_REQUIREMENTS_: Please update the rows from the line with "Where can the green" through the end of the rows, replacing "green grass" with "short grass" and changing nothing else.

----- RECORDS TO USE

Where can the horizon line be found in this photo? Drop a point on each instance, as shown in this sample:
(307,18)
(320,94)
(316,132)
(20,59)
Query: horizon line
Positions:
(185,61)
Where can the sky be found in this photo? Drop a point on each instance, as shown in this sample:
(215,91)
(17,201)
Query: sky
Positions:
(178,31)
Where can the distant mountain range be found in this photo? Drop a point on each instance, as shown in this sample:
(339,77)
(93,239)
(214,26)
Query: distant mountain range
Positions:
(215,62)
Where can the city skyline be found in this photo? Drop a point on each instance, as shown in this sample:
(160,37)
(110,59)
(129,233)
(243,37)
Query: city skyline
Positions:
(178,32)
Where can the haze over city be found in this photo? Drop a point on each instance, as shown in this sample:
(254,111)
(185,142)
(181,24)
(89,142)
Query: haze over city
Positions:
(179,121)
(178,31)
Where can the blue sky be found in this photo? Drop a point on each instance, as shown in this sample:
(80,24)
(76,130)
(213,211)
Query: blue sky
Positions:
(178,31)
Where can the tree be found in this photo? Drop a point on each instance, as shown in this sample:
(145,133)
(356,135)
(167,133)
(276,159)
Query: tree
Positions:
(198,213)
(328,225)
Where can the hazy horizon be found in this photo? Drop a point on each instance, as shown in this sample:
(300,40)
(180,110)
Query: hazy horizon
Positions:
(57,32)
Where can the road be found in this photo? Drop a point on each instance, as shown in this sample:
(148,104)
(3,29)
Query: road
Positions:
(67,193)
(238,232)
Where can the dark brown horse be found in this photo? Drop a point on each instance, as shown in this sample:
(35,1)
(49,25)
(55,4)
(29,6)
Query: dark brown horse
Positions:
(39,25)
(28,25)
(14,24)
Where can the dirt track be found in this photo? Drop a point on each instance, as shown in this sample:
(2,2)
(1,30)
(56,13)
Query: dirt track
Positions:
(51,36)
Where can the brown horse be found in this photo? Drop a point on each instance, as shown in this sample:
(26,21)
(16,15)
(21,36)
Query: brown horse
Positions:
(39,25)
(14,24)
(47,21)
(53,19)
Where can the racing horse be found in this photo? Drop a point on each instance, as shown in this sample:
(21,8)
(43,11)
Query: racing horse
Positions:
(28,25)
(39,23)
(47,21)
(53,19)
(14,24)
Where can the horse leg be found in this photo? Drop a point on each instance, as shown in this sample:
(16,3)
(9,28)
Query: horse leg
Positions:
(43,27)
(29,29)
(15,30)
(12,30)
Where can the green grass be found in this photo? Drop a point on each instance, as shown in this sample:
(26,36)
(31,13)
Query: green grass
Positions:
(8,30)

----------

_WRITTEN ANSWER_:
Where can the short grass be found in this photo? Drop a point on each instance, as shown in this sample:
(26,36)
(31,13)
Query: short grass
Positions:
(8,30)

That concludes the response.